U.S. reporters, who were on the ground in the first instance of Pentagon “embedding” (not to be confused with “sleeping with”) with the invasion force, didn't notice the bombed neighborhood or the mass grave, so the Cuban reports were ignored entirely.

I vividly remember about three weeks later, buried deep in The New York Times (“All the News That's Fit to Print”) - lo and behold - was a short article about the “discovery” of a mass grave of around 300 people. No details were readily available.

The Times didn't rest on their delayed news laurels, but also made stuff up. Some years later, reporter Judith Miller latched onto a convicted internationally known liar, Ahmed Chalabi, to write breathless reports about Saddam Hussein's weapons of mass destruction.

These reports from the liberal Gray Lady of the news world, along with Colin Powell's disgraceful lies presented to the nation on the same topic, were instrumental in getting public approval for George W. Bush's war on Iraq that killed more than a million and birthed ISIS, which still wreaks havoc as part of the geopolitical landscape.

A less significant batch of lies were the utterly fabricated Times stories written by Jayson Blair. They didn't spark bellicosity and murder in the populace, they just further undermined our faith in journalism integrity.

These are just a few examples of Americans choosing to believe a lie when the truth is inconvenient. So why would we expect us to act any differently now, especially after four straight years of repeated lies delivered by one of history's most accomplished liars, Donald Trump?

* * *

Our (and other nations') reliance on lies to live by are not because we are evil and vile creatures. Probably, 17th-century Yankees weren't all murderers at heart. But the knowledge that they were in fact murdering and robbing as a matter of course was more than most of them could handle emotionally.

Exercise 1: In the essay on media lies, roughly how many people were in the mass grave that The New York Times reported?
Exercise 2: Print the part of the essay on media lies starting at "I vividly remember" and ending at "of mass destruction.".
Exercise 3: Write what comes next in the essay on media lies, picking up after its final sentence.

Recorded information:
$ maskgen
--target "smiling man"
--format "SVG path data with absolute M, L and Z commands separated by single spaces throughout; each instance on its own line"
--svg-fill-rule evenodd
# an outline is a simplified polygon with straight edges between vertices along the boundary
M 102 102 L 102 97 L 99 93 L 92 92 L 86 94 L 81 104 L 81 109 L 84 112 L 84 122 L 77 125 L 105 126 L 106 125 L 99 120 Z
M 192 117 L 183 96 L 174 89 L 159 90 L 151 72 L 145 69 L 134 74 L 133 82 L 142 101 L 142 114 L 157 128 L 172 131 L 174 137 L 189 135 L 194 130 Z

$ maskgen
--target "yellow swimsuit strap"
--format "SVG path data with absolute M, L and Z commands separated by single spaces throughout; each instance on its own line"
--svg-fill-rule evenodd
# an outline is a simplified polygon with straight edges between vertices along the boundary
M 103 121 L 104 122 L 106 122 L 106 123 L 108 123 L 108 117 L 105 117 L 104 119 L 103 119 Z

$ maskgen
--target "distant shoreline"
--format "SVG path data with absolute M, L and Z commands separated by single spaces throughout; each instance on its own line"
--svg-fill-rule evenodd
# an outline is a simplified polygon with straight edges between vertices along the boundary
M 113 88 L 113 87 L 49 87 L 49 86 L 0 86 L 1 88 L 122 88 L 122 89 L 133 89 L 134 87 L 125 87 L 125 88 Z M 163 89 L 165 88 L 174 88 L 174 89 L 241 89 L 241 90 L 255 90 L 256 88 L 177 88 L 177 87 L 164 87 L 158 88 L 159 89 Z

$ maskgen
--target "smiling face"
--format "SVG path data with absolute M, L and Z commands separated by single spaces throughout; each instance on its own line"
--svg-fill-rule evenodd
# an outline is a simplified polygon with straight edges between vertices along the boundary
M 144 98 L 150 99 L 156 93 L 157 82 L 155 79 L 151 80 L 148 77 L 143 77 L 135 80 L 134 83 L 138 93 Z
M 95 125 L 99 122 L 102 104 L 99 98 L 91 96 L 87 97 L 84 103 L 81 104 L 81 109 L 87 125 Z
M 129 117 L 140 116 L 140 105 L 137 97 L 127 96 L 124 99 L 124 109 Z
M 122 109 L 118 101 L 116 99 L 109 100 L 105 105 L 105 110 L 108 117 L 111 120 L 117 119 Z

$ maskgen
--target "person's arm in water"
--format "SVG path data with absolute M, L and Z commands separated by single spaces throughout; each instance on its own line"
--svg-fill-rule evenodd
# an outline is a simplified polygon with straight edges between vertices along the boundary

Exercise answer 1: Around 300 people.

Exercise answer 2:
I vividly remember about three weeks later, buried deep in The New York Times (“All the News That's Fit to Print”) - lo and behold - was a short article about the “discovery” of a mass grave of around 300 people. No details were readily available.

The Times didn't rest on their delayed news laurels, but also made stuff up. Some years later, reporter Judith Miller latched onto a convicted internationally known liar, Ahmed Chalabi, to write breathless reports about Saddam Hussein's weapons of mass destruction.

Exercise answer 3:
The trauma that they were inflicting and that was being visited back upon them in retaliation was more than their collective consciousness could absorb. When faced with an overwhelming traumatic event, our brain shuts down its frontal cortex, where the reason lives. The amygdala, or reptile brain, kicks in a non-reasoned and non-negotiable response to flee, fight, or freeze.

The United States, and most other countries that have lived and grown through war, conquering, and subjugation, have developed a collective trauma response that denies the actual reality and instead embraces a fake one that allows us to continue to function on at least a nominal level.

As long as we refuse to take an honest look at our actions, as long as we prefer to choose to believe some myth that reflects favorably upon our horrific actions, then we are condemned to repeat these actions and never emerge from this endless cycle of inflicting harm and being harmed.

The terrible void that we feel in such a senseless and cruel world will never be filled by buying things to distract and entertain us. Those distractions not only are insufficient, but in fact perpetuate the trauma.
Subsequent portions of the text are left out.